A block of data:

----------------------------------------

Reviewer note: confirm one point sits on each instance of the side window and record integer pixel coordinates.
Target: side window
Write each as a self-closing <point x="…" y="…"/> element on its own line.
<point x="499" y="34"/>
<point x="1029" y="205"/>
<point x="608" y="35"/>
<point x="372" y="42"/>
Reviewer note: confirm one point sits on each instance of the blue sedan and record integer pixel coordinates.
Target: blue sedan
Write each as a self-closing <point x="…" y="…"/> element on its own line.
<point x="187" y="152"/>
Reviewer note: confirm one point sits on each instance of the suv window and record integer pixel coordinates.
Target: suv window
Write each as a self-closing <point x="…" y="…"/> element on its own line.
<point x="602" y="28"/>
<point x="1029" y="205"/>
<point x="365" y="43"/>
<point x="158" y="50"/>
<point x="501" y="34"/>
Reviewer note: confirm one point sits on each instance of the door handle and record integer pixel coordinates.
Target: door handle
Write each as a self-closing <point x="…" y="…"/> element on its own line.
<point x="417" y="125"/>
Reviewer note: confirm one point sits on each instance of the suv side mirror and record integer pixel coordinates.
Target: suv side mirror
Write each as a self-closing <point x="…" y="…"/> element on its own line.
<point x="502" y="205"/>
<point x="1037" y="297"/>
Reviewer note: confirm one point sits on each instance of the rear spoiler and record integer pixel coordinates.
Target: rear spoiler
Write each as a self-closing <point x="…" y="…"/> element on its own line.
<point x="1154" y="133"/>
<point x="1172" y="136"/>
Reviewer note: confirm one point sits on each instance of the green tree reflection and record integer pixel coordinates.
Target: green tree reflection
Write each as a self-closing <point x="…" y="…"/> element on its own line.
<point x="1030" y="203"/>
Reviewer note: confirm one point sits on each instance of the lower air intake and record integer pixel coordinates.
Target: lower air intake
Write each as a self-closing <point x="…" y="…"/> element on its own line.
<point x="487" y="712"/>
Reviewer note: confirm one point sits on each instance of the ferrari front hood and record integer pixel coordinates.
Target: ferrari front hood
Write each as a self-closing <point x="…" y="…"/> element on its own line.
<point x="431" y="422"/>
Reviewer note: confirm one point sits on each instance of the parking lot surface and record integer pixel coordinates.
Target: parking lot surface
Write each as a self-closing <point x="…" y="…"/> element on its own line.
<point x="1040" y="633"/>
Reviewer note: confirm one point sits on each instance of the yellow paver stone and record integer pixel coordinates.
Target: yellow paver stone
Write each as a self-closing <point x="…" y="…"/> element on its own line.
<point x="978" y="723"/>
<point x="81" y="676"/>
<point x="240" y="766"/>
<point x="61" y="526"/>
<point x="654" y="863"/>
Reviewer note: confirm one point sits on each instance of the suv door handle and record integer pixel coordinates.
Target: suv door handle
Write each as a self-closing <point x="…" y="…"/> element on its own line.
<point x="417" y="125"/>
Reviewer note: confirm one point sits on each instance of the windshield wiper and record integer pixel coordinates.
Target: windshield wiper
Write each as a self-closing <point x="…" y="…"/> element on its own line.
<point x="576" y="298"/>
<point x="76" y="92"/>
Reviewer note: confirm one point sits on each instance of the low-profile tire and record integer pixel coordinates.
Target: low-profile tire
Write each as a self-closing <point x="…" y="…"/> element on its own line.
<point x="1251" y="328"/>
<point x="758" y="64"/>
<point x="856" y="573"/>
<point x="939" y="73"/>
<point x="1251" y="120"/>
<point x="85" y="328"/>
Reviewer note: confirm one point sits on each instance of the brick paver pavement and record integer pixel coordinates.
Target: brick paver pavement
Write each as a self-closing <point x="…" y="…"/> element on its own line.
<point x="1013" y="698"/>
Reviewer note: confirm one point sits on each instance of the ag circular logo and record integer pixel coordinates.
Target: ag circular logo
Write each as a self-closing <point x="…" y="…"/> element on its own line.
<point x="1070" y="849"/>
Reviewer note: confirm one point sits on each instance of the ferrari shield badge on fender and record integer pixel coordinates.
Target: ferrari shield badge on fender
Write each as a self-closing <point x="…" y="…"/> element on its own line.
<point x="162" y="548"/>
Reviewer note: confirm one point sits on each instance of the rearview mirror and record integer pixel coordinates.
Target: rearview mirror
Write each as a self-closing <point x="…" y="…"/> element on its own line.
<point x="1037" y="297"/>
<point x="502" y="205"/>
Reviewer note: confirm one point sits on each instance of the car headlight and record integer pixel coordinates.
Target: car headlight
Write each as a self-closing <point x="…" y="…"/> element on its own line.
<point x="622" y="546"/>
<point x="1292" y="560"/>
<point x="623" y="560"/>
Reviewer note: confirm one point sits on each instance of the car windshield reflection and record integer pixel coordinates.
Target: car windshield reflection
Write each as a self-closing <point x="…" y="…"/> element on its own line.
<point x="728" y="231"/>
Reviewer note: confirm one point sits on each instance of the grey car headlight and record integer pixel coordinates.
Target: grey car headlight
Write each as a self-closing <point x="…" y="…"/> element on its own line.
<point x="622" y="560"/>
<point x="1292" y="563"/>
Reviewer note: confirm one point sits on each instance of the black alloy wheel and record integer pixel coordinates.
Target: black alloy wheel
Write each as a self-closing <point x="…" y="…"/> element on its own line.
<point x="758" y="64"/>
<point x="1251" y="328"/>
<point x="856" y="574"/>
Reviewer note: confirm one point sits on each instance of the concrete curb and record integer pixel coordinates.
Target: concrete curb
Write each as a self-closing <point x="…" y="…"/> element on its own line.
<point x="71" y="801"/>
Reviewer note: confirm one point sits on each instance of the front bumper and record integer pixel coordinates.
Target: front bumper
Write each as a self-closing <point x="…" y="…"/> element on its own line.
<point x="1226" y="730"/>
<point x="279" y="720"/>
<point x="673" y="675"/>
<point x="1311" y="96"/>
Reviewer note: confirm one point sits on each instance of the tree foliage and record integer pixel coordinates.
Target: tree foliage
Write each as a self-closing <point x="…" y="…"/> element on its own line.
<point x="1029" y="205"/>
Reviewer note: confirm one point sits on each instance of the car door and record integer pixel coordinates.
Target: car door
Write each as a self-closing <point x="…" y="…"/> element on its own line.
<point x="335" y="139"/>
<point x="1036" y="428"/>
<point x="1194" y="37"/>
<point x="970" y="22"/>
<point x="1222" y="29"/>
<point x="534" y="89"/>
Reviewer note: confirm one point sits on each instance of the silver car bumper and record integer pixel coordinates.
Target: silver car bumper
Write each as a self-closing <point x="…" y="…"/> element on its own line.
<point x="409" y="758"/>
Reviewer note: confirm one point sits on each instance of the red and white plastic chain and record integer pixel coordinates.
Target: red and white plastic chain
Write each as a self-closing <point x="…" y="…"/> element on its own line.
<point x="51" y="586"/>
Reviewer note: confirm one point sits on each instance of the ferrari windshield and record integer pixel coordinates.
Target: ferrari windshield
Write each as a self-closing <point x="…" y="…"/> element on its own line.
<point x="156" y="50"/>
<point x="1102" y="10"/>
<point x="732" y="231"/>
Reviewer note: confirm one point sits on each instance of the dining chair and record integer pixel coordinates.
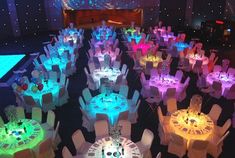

----------------------------------------

Please pull out every line from the entries above that contains the string "sedan", treating uppercase and lowercase letters as different.

• **Completed task**:
Reviewer note: confirm one point sits on each instance of the blue sedan and record integer pixel coordinates.
Target: blue sedan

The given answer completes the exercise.